- TASK DESCRIPTION
Return every line of the listing below that contains the word "hose".
○ ○ ○ ○ ○
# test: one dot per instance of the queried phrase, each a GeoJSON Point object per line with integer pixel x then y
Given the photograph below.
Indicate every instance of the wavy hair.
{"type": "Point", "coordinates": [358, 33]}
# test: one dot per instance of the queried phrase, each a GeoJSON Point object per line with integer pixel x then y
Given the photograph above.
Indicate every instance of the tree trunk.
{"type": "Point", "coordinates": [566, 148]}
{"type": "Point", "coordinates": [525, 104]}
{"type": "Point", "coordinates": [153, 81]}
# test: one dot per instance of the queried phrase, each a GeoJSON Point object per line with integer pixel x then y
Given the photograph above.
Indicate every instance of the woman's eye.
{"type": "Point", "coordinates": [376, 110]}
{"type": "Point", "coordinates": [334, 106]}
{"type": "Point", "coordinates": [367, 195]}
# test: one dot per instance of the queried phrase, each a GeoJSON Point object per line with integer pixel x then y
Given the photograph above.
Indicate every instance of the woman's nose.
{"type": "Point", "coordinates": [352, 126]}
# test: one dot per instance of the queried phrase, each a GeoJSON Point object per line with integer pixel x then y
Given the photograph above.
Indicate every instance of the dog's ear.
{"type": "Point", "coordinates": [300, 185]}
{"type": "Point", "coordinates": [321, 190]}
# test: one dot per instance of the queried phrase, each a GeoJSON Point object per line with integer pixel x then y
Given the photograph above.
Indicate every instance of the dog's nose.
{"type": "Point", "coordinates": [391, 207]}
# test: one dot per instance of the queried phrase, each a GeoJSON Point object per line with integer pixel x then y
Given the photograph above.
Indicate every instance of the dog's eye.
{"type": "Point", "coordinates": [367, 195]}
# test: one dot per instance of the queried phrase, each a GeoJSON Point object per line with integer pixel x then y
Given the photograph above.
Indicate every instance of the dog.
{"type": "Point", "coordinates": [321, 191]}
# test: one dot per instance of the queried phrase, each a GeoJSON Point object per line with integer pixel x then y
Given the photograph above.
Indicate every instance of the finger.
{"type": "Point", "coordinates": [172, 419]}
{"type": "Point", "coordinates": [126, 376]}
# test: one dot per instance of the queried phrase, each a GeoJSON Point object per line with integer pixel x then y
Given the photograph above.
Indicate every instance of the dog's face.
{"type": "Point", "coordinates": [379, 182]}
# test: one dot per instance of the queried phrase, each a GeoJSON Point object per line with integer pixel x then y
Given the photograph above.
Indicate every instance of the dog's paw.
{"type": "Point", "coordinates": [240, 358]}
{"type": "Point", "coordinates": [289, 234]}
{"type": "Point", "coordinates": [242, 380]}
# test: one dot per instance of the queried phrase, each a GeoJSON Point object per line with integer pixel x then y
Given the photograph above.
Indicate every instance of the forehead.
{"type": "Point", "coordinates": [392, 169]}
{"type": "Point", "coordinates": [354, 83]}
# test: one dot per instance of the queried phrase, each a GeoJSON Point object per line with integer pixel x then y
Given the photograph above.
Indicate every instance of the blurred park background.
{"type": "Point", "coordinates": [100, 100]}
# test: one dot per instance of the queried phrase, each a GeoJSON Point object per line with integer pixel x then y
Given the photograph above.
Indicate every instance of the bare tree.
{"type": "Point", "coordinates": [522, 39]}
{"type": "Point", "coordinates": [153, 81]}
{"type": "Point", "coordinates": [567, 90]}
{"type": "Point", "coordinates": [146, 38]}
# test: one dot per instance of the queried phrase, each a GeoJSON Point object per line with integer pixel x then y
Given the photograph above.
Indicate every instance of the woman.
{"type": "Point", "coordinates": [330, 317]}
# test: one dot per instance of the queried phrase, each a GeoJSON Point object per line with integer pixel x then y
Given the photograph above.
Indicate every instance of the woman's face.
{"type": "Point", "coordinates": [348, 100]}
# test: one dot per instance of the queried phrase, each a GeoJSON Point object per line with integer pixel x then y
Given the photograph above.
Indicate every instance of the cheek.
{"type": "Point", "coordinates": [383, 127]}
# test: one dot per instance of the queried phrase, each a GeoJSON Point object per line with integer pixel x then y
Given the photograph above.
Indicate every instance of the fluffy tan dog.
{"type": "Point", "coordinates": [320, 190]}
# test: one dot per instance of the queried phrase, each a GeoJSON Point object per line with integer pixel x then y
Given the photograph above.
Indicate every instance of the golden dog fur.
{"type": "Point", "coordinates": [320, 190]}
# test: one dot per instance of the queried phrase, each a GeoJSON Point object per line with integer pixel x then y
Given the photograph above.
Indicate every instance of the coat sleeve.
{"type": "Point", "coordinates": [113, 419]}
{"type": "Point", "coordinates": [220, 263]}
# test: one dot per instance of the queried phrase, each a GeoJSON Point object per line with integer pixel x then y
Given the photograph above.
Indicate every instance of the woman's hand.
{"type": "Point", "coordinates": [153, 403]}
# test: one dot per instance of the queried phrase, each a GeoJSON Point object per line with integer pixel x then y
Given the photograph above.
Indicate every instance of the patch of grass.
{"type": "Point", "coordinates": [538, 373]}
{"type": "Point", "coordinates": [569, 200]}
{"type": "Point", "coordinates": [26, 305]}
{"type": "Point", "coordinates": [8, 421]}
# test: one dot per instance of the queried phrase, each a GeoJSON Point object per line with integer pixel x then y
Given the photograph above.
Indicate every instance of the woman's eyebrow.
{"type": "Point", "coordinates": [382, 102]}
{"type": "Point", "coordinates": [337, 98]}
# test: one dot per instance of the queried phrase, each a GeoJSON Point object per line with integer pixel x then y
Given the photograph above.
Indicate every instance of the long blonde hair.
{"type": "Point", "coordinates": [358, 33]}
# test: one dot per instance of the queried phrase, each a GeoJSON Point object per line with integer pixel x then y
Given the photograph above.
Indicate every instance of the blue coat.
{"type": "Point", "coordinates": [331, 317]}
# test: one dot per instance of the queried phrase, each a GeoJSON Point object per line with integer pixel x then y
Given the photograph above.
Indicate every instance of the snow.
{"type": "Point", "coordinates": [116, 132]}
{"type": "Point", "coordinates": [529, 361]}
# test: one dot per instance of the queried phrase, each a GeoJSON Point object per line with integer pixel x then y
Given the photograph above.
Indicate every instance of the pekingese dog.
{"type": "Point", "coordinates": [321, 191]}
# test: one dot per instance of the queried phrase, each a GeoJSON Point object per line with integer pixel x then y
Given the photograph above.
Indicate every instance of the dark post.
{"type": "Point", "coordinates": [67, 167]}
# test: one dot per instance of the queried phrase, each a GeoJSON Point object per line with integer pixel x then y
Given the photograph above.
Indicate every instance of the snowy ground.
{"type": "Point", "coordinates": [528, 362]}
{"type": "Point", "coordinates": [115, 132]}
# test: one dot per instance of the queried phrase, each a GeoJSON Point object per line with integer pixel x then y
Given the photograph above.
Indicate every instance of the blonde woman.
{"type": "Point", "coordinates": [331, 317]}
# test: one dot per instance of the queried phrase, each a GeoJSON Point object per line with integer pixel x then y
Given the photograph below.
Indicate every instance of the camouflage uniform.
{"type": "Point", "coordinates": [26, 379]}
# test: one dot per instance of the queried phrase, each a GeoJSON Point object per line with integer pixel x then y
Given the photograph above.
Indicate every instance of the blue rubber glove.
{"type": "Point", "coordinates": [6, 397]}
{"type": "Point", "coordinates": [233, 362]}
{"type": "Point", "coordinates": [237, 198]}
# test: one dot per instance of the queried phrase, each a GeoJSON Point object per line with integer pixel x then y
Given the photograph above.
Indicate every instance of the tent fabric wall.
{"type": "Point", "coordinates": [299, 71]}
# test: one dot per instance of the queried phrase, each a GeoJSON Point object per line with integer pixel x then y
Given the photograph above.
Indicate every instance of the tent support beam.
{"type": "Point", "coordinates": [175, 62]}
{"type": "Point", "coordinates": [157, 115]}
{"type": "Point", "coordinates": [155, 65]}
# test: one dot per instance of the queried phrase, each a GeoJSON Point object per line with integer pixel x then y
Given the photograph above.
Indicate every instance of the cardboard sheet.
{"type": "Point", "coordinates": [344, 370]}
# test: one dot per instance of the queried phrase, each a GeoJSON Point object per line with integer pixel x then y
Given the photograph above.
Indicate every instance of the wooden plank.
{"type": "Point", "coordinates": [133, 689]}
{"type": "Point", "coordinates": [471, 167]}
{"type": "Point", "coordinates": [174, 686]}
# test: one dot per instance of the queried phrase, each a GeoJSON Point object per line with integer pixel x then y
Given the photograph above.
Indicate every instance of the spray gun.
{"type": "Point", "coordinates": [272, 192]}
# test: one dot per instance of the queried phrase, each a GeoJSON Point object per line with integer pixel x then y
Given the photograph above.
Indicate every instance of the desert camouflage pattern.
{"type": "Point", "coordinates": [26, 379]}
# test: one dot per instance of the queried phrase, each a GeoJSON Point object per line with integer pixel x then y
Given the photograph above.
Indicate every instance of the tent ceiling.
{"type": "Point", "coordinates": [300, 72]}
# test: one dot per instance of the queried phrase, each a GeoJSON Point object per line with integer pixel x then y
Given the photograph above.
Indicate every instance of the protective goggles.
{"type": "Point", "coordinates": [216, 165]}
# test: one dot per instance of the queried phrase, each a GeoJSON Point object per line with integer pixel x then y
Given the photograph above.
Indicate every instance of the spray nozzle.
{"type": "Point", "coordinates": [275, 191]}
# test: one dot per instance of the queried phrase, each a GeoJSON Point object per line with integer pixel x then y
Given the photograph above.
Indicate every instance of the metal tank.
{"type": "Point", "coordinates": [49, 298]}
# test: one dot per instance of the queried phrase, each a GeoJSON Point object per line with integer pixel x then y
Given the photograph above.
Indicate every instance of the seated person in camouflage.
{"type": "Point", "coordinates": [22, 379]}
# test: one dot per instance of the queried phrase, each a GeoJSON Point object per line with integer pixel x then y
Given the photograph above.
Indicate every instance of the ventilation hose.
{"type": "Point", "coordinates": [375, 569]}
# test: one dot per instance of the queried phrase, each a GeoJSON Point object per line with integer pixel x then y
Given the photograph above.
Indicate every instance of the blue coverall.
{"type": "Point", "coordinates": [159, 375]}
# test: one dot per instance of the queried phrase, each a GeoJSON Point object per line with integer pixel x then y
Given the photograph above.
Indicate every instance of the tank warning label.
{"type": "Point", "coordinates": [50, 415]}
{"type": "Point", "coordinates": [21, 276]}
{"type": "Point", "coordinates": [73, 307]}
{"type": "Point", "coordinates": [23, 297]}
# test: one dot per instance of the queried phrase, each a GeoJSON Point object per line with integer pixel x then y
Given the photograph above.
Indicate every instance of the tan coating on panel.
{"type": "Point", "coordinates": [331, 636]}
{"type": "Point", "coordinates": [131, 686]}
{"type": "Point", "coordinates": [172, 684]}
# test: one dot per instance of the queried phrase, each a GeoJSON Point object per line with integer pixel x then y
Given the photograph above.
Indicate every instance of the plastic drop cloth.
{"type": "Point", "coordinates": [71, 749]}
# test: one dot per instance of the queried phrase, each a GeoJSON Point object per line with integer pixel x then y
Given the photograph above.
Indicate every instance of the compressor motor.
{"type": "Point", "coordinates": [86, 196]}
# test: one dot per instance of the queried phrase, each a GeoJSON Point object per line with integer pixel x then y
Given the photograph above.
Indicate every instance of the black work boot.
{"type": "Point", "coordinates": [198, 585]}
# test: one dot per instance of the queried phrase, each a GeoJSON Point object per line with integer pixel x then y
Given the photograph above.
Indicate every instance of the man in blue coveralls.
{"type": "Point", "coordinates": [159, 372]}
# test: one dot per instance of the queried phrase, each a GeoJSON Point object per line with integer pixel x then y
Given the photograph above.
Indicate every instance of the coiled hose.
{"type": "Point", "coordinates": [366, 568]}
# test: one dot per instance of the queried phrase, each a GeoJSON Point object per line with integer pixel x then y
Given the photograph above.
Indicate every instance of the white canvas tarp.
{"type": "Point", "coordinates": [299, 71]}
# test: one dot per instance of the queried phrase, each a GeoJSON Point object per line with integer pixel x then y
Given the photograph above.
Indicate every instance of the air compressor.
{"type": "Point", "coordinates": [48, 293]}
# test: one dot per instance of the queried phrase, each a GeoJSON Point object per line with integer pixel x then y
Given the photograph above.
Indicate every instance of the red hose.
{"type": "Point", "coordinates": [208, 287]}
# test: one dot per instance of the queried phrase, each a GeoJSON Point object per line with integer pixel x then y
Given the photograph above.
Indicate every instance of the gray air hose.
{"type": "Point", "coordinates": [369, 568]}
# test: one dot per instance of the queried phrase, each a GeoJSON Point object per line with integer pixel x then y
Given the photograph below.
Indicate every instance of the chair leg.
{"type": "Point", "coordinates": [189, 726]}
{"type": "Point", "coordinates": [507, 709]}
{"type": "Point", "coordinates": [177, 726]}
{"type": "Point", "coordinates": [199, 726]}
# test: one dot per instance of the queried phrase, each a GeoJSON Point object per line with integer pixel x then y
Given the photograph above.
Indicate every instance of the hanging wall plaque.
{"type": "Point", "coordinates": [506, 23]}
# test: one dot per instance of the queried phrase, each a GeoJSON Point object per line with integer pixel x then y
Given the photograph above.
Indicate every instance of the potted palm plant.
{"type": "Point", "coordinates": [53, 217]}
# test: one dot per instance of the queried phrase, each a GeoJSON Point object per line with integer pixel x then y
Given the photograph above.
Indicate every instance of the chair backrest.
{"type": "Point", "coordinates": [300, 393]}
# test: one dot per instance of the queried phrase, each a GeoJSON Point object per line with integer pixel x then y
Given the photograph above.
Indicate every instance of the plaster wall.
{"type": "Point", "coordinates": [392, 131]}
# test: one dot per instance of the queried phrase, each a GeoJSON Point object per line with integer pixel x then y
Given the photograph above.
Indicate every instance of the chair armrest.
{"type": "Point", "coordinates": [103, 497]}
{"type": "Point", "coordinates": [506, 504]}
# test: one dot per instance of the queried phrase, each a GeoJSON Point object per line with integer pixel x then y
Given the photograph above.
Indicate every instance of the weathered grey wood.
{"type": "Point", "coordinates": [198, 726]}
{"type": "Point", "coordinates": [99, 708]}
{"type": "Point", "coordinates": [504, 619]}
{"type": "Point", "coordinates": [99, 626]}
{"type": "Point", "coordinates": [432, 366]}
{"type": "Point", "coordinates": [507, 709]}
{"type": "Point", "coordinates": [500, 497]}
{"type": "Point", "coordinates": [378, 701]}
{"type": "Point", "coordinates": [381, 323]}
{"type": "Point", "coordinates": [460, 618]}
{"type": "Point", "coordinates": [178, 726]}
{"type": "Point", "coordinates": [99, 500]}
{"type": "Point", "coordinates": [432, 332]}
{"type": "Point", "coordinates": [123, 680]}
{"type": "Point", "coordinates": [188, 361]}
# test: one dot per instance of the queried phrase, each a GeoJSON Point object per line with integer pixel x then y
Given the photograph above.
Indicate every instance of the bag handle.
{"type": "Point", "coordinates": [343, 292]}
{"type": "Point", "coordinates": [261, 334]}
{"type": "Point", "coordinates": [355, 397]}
○ ○ ○ ○ ○
- TASK RESULT
Indicate every instance of the ventilation hose.
Indicate every instance of the coiled hose.
Indicate every instance of the red hose.
Indicate every instance of the gray air hose.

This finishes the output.